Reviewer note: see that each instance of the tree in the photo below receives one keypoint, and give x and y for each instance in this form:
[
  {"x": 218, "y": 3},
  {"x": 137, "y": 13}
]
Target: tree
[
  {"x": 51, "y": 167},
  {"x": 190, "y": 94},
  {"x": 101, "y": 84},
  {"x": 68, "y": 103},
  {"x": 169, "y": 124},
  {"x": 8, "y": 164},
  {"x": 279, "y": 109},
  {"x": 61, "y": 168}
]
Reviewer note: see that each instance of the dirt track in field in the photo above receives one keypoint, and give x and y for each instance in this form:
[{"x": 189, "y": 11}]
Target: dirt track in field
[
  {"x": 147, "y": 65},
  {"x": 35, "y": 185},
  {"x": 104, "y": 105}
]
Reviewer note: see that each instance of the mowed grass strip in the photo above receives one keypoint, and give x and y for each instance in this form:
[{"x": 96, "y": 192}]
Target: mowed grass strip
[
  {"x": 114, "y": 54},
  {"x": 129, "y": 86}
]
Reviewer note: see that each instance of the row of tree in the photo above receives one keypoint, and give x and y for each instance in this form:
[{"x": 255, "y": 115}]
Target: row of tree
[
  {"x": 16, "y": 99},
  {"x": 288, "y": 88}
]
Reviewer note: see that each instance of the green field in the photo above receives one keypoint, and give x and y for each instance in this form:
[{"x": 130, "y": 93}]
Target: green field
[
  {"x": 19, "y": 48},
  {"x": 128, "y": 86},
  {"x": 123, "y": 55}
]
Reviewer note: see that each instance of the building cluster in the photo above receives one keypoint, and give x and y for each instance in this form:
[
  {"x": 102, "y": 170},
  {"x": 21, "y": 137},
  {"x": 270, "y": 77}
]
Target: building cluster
·····
* [Your instructions]
Scale the stretch of the data from the line containing "Reviewer note: see that each instance of the dirt" through the end of the data, reproducing every line with each x and y coordinate in the answers multiplied by 2.15 and rounded to the nearest whole number, halves rounding up. Keep all other numbers as they are, including those in the sample formats.

* [Written solution]
Reviewer note: see that each instance of the dirt track in field in the photo above receives one keypoint, and give x and y for each instance in this form:
[{"x": 189, "y": 11}]
Target: dirt track in field
[
  {"x": 316, "y": 140},
  {"x": 75, "y": 398},
  {"x": 224, "y": 226}
]
Reviewer note: see that each instance of the mowed grass strip in the photo above receives one keypoint, and give x and y for each instance in this form:
[{"x": 96, "y": 192}]
Target: mowed grass strip
[
  {"x": 245, "y": 116},
  {"x": 277, "y": 185}
]
Reviewer note: see that each instance of the row of tree in the photo above receives one keypoint, and give x and y for each instance in this form:
[{"x": 255, "y": 115}]
Target: row of tree
[
  {"x": 34, "y": 213},
  {"x": 619, "y": 189}
]
Reviewer note: see that each instance of the green field in the photo above receives one keypoint, and give x and y for each instance in this form:
[{"x": 130, "y": 93}]
Target: green field
[
  {"x": 41, "y": 103},
  {"x": 275, "y": 185},
  {"x": 264, "y": 118}
]
Reviewer note: see that each instance of the building cluster in the photo above receives one keypoint, and give x and y for each instance in this form:
[
  {"x": 102, "y": 170},
  {"x": 21, "y": 137},
  {"x": 270, "y": 77}
]
Target: building cluster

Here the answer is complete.